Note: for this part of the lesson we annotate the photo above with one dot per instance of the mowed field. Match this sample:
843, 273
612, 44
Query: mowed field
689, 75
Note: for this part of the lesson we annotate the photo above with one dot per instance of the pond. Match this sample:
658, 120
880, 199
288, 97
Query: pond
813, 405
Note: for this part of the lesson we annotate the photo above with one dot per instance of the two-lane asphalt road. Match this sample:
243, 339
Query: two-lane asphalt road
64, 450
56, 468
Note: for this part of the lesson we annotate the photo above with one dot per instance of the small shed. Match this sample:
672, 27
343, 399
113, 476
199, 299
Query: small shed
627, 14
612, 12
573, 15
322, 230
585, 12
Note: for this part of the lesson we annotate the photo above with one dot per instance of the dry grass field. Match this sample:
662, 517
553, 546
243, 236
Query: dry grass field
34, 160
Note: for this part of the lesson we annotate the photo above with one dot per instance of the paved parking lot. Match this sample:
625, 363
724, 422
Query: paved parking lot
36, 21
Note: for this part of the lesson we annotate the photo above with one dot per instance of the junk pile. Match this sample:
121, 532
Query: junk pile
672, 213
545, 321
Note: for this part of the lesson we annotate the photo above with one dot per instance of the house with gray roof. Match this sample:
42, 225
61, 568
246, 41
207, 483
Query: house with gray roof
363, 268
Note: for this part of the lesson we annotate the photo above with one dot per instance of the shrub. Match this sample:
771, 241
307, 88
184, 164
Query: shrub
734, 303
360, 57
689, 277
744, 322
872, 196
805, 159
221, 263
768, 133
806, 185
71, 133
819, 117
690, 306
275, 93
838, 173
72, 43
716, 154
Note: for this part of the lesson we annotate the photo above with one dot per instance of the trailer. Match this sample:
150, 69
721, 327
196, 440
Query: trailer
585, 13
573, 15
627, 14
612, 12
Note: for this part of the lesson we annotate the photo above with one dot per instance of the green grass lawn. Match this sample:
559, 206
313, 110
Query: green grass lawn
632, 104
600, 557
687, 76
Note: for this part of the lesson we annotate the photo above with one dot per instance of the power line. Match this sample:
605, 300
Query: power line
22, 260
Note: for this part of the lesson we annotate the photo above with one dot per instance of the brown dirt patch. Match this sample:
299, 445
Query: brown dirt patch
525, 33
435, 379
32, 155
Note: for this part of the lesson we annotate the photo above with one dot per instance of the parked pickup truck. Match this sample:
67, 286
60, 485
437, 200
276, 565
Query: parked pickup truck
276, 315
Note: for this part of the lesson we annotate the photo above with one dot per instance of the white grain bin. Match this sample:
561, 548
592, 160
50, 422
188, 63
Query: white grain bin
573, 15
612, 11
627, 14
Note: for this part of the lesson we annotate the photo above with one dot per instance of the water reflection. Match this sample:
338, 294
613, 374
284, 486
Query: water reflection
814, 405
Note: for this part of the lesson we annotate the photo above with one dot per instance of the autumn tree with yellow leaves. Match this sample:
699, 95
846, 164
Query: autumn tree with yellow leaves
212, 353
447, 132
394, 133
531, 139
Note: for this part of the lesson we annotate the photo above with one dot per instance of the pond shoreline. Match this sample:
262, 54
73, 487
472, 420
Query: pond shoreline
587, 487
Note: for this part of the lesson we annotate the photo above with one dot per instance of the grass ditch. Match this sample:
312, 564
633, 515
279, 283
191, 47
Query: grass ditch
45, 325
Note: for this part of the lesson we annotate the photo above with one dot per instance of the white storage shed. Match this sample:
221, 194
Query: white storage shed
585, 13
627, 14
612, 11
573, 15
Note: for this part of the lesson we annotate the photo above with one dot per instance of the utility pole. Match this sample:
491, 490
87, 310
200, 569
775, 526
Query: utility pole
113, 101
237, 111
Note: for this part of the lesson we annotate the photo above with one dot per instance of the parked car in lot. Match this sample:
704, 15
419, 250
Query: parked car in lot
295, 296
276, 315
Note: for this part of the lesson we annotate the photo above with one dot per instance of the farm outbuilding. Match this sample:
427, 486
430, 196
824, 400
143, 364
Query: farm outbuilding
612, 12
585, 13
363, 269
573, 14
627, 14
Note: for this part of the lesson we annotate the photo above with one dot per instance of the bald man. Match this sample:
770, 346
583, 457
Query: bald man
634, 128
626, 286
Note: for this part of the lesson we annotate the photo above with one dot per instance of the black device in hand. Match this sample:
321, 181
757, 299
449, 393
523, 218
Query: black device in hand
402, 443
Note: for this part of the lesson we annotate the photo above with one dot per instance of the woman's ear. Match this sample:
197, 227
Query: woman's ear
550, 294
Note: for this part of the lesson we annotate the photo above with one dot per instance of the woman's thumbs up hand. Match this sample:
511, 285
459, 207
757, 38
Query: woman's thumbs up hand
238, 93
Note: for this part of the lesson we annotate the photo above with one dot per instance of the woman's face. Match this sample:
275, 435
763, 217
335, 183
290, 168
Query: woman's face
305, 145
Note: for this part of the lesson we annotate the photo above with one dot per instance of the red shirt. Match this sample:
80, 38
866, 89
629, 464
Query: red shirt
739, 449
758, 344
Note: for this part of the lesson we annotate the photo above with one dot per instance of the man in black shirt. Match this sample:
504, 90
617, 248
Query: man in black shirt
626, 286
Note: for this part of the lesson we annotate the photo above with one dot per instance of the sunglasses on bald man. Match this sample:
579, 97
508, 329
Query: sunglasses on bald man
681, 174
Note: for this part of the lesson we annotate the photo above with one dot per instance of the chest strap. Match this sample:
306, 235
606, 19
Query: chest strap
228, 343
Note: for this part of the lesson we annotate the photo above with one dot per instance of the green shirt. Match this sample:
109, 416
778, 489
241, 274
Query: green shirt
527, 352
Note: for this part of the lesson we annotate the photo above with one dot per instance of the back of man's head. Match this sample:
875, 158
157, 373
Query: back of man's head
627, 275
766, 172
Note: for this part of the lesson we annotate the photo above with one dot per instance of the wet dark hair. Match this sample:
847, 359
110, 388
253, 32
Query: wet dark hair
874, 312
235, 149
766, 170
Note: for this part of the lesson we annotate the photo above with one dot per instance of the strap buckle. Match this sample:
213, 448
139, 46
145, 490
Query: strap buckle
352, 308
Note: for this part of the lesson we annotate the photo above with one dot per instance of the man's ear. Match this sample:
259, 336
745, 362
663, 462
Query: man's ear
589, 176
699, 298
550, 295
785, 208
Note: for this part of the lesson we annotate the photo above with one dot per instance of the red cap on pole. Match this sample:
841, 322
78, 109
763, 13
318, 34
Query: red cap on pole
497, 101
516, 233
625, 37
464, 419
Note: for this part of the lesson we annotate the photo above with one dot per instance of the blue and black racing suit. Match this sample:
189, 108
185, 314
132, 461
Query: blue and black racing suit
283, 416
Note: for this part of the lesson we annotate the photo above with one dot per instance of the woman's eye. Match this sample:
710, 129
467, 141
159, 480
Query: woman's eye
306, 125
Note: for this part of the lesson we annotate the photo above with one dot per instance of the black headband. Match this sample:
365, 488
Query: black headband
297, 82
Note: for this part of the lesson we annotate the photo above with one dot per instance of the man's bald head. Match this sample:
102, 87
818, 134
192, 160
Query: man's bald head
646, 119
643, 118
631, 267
+++
Write out every record, exactly as written.

▶ _RESULT OF THE EXERCISE_
Note: for this part of the lesson we annotate the photo above with one dot per instance of the mowed field. Match this sample:
843, 273
612, 44
Query: mowed field
689, 75
Note: for this part of the lesson we annotate the photo above with one dot per instance of the pond. Match this sample:
658, 120
880, 199
288, 97
Query: pond
813, 405
Note: for this part of the lesson we annotate the photo above with one dot per instance of the two-lane asphalt road. Match this sample:
243, 339
Query: two-lane asphalt road
64, 450
56, 468
Note: for this part of the lesson we annotate the photo above with one dot per instance of the small shed. Match this sample:
672, 27
343, 399
113, 476
199, 299
Query: small shed
627, 14
612, 12
573, 15
322, 230
585, 12
Note: for this part of the lesson we annotate the photo above with one dot per instance of the dry grass field. Match this sample:
662, 517
553, 546
243, 236
Query: dry grass field
34, 160
Note: for this part of the lesson we annotate the photo above with one dot per instance of the paved parking lot. Match this sample:
625, 363
724, 422
Query: paved parking lot
36, 21
Note: for this part of the lesson we annotate the photo above with one dot per instance of the junk pile. Match this sample:
121, 532
Query: junk pile
672, 213
545, 321
Note: for this part of the lesson we annotate the photo above with one dot per instance of the house with gray roof. Match this sample:
42, 225
61, 568
246, 41
207, 483
Query: house with gray roof
363, 268
Note: for this part of the lesson we annotate the photo above with one dot per instance of the shrub. Match this sample:
771, 241
307, 88
184, 164
Query: shrub
734, 303
360, 57
689, 277
744, 322
872, 196
805, 159
221, 263
768, 133
806, 185
71, 133
819, 117
690, 306
275, 93
838, 173
72, 43
716, 154
Note: for this part of the lesson we annotate the photo above with one dot per instance of the trailer. Match this sample:
150, 69
721, 327
196, 440
Query: trailer
585, 13
573, 15
627, 14
612, 12
Note: for this part of the lesson we annotate the photo above with one dot per instance of the green grass lawn. Match this sample:
559, 206
313, 110
Query: green grass lawn
632, 104
600, 557
687, 76
Note: for this part of the lesson we annotate the photo above with one dot per instance of the power line. Match this sample:
605, 300
Query: power line
22, 260
Note: for this part of the lesson we annotate the photo above with one dot per instance of the brown dirt patch. Match this sample:
299, 445
Query: brown dirt patch
525, 33
435, 379
32, 155
Note: for this part of the lesson we annotate the photo above with one dot per instance of the parked pickup truck. Match this sample:
67, 286
60, 485
437, 200
276, 565
Query: parked pickup truck
276, 315
Note: for this part of the lesson we annotate the photo above with one dot per instance of the white grain bin. Match this sample:
561, 548
592, 160
50, 422
188, 63
Query: white grain bin
573, 15
612, 11
627, 14
Note: for this part of the lesson we annotate the photo above with one dot per instance of the water reflection. Match this sample:
338, 294
613, 374
284, 486
Query: water reflection
814, 405
Note: for this part of the lesson we annotate the photo above with one dot per instance of the autumn tree with yellow leaves. Match this sample:
699, 95
846, 164
Query: autumn tree with yellow leaves
212, 353
447, 132
394, 133
531, 139
Note: for this part of the lesson we annotate the photo above with one dot per instance of the pond shoreline. Match this sample:
262, 54
73, 487
472, 420
Query: pond shoreline
587, 487
Note: for this part of the lesson we annotate the photo above with one dot per instance of the grass ditch. Match this sample:
312, 564
633, 515
279, 283
191, 47
Query: grass ditch
45, 325
Note: for this part of the lesson we annotate the photo above with one dot per instance of the white storage shed. Match this sample:
221, 194
Query: white storage shed
585, 13
627, 14
612, 11
573, 15
Note: for this part of the lesson we annotate the photo above with one dot per instance of the utility pole. Match this sample:
491, 490
87, 310
200, 569
775, 526
Query: utility pole
113, 101
237, 111
Note: for this part of the lesson we annotate the photo above with one dot per instance of the parked car in lot. Match this sample:
704, 15
419, 250
Query: parked car in lot
295, 296
276, 315
Note: for this part of the lesson we annotate the photo above with one dot per instance of the farm outbuilding. Match this sample:
427, 486
430, 196
824, 400
143, 364
Query: farm outbuilding
612, 12
585, 13
363, 269
573, 14
627, 14
Note: for this part of the lesson we annotate the photo above with one dot per instance of the bald man. Match this sample:
770, 346
583, 457
Query: bald man
634, 128
626, 286
Note: for this part of the lesson we annotate the photo above with one dot per instance of the black device in hand. Match this sample:
321, 181
757, 299
449, 393
523, 218
Query: black device in hand
402, 443
Note: for this part of the lesson we annotate the photo above with one dot per instance of the woman's ear. Match this sample:
197, 227
Query: woman's ear
550, 294
Note: for this part of the lesson we annotate the photo above with one dot per instance of the woman's thumbs up hand. Match this sample:
511, 285
459, 207
757, 38
Query: woman's thumbs up hand
238, 93
Note: for this part of the lesson we annotate the photo above with one dot per instance of the woman's face. Match this sample:
275, 435
763, 217
335, 183
290, 168
Query: woman's face
305, 145
Note: for this part of the lesson we annotate the photo above with one dot per instance of the red shirt. Match this sample:
80, 38
866, 89
629, 464
Query: red shirt
739, 449
758, 344
Note: for this part of the lesson we annotate the photo above with one dot per instance of the man in black shirt. Match this sample:
504, 90
617, 248
Query: man in black shirt
626, 286
Note: for this part of the lesson we annotate the photo above with one dot per instance of the sunglasses on bald man. Match this sample:
579, 97
508, 329
Query: sunglasses on bald man
681, 174
Note: for this part of the lesson we annotate the photo above with one dot per instance of the chest strap. Match this sample:
306, 235
606, 19
Query: chest strap
228, 343
Note: for this part of the lesson we annotate the photo above with one dot per instance of the green shirt. Match this sample:
109, 416
778, 489
241, 274
Query: green shirt
527, 352
Note: for this part of the lesson we annotate the photo above with one dot per instance of the back of man's head. Match this sample:
875, 158
157, 373
Query: back of man's head
627, 275
766, 172
Note: for this part of the lesson we annotate the photo above with one dot per instance of the wet dark hair. Match this sample:
847, 359
110, 388
253, 32
Query: wet dark hair
874, 312
235, 149
766, 170
Note: for this part of the lesson we annotate the photo above with one dot per instance of the strap buckle. Match this sample:
213, 448
139, 46
145, 490
Query: strap buckle
352, 308
Note: for this part of the lesson we annotate the photo above with one dot per instance of the man's ear. Match this sample:
259, 336
745, 362
663, 462
Query: man's ear
589, 176
699, 298
550, 295
785, 208
Note: for this part of the lesson we annotate the photo above with one dot per instance of the red cap on pole. Match this sample:
841, 322
78, 109
763, 13
318, 34
Query: red cap on pole
497, 101
516, 233
625, 37
464, 419
Note: for this part of the lesson we annotate the photo above with one dot per instance of the blue and black racing suit. Match this sample:
189, 108
185, 314
132, 461
Query: blue and black racing suit
283, 416
Note: for this part of the lesson we annotate the photo above with one dot per instance of the woman's eye. Match this sample:
710, 129
467, 141
159, 480
Query: woman's eye
306, 125
Note: for this part of the lesson we annotate the photo above with one dot per instance of the black headband. Match this sample:
365, 488
Query: black headband
297, 82
Note: for this part of the lesson we annotate the photo above with one dot per instance of the man's bald head. Match this sample:
102, 87
818, 134
192, 160
Query: man's bald head
646, 119
643, 118
631, 267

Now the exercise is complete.